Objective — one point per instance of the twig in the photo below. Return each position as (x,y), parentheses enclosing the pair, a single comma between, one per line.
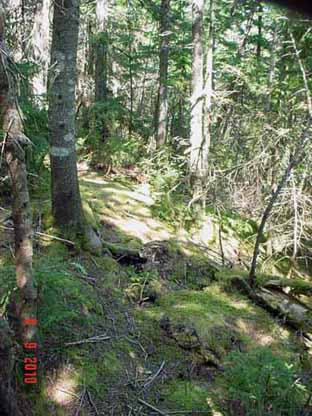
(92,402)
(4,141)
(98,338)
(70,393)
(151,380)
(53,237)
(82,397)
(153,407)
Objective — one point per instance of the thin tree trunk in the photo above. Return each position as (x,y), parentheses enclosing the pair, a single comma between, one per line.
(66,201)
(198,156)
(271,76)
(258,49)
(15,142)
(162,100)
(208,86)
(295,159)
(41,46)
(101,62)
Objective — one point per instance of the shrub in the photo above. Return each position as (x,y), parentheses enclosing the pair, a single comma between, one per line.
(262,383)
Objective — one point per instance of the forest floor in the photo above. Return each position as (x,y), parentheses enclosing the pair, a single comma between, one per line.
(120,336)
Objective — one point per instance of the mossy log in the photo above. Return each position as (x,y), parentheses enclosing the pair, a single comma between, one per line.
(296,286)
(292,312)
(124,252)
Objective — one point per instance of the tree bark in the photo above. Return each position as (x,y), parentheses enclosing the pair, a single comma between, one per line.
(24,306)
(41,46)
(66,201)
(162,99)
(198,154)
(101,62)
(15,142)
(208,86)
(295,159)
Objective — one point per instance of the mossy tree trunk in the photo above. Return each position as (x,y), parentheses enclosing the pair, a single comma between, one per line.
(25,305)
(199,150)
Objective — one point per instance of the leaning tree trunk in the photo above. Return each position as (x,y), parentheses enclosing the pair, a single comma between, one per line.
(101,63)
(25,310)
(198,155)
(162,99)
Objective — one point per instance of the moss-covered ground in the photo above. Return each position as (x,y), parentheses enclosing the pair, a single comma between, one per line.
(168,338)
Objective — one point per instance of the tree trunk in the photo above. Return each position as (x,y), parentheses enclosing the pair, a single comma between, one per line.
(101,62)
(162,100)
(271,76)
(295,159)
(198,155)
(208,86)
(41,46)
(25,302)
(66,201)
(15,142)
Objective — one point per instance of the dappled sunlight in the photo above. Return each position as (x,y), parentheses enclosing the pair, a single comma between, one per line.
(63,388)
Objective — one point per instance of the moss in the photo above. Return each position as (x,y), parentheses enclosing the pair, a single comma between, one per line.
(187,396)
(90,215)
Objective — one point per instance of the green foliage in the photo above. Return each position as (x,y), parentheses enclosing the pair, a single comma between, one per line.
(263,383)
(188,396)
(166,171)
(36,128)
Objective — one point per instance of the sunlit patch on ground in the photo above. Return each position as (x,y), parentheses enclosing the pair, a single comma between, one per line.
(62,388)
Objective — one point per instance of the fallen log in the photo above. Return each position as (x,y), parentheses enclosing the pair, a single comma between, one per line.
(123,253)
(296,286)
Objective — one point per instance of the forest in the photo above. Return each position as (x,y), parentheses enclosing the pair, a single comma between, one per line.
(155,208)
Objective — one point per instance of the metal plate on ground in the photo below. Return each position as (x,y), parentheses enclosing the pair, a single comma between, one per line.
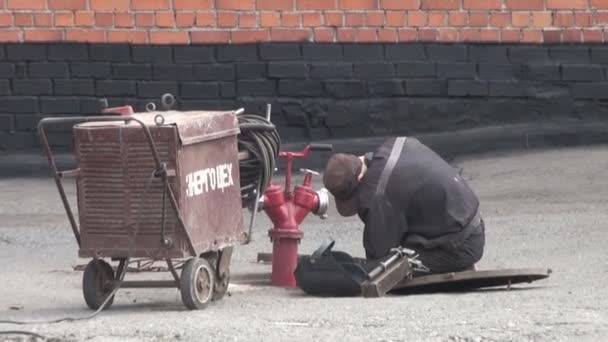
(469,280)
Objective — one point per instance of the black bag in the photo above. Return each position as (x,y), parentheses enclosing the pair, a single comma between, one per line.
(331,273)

* * * *

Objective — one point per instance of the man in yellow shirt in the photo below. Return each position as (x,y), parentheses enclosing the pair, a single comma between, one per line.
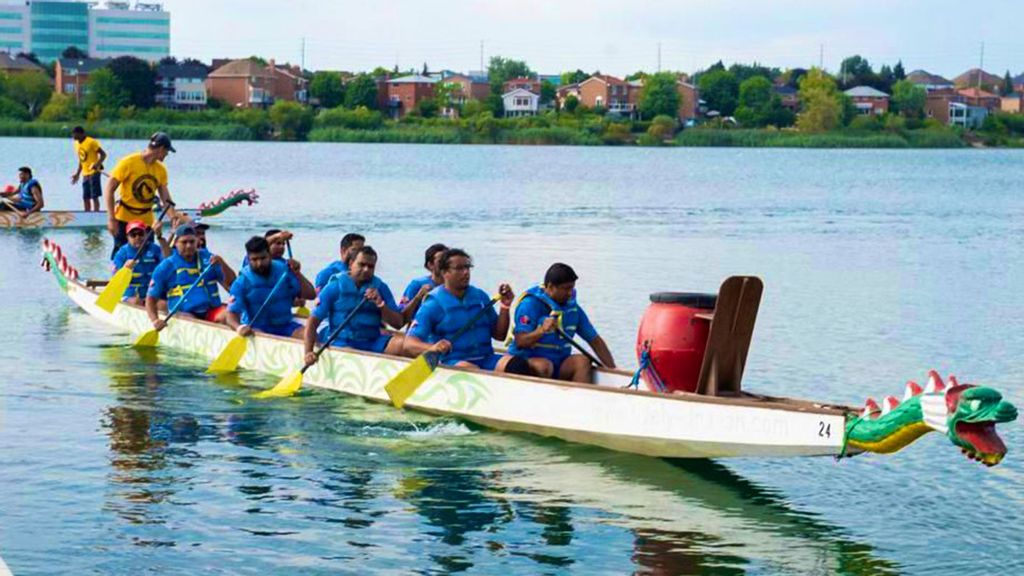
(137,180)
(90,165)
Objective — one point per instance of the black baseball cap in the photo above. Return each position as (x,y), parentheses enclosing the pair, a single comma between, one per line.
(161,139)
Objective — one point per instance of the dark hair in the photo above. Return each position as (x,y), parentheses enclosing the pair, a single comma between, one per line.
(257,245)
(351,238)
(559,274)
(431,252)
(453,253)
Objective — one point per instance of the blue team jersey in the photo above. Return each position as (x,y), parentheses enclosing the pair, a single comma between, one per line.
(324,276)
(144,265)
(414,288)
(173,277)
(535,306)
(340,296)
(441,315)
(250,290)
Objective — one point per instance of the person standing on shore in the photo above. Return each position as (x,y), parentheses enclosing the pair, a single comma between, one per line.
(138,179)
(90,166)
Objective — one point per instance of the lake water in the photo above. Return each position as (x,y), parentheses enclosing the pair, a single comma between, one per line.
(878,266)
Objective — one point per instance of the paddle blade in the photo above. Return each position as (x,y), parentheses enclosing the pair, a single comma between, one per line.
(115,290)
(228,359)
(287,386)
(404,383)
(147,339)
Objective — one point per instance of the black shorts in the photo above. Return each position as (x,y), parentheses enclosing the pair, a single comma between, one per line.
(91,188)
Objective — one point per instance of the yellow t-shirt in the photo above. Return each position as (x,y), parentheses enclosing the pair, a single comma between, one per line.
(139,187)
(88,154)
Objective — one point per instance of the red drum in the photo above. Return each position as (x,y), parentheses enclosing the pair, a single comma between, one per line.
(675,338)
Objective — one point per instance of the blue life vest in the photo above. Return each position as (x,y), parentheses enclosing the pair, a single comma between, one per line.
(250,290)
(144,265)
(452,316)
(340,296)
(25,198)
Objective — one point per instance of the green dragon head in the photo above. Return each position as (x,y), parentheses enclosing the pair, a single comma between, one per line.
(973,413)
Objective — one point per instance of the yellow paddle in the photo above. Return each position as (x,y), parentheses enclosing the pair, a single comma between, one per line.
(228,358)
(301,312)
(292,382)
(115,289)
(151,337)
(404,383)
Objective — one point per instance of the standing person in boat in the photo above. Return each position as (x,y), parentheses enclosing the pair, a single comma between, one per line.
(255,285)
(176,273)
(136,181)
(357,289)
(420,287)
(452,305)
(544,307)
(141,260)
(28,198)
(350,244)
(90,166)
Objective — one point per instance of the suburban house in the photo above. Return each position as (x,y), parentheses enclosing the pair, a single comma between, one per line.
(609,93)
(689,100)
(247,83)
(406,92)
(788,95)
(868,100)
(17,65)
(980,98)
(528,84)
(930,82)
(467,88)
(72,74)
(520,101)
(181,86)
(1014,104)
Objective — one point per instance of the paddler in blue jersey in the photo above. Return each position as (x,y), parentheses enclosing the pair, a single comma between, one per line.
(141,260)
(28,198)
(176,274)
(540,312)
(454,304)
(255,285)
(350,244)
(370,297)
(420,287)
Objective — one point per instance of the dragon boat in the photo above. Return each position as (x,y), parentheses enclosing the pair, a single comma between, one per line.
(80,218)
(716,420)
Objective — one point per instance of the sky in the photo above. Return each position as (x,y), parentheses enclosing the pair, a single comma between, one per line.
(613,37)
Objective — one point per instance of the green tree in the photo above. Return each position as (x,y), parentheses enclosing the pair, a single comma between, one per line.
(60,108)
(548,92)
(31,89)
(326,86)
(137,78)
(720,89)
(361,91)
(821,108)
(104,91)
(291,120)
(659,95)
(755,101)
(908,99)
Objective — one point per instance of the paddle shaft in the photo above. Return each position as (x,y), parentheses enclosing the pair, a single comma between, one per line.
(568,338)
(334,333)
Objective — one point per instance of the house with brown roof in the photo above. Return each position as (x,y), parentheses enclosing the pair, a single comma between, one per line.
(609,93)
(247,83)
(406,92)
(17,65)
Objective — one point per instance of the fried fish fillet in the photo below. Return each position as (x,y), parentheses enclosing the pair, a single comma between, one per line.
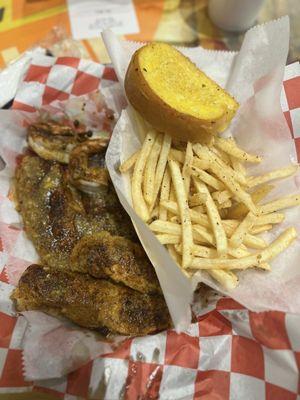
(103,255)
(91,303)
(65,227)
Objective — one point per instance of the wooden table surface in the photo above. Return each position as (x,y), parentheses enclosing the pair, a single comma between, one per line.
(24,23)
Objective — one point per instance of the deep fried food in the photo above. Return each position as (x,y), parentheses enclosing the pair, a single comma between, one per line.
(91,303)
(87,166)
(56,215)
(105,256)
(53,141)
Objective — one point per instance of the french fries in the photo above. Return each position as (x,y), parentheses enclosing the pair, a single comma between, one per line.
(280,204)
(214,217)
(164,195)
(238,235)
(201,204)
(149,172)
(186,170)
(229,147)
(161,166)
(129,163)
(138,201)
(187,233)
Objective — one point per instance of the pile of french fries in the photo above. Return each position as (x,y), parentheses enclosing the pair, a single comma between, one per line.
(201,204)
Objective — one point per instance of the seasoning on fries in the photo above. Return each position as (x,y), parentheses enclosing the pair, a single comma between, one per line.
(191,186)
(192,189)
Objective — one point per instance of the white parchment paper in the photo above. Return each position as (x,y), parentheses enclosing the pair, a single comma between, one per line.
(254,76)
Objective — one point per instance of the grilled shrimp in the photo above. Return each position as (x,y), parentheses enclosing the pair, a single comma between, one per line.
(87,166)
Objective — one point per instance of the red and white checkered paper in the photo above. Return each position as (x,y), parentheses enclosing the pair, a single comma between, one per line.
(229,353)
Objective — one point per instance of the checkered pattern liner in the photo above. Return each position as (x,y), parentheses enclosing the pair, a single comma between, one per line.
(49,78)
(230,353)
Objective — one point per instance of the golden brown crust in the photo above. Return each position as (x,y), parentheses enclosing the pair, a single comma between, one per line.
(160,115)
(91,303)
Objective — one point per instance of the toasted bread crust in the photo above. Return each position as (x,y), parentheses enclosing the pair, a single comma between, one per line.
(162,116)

* * * *

GOAL: Count the lines above that contain the word "paper", and give only the number.

SOLUTION: 2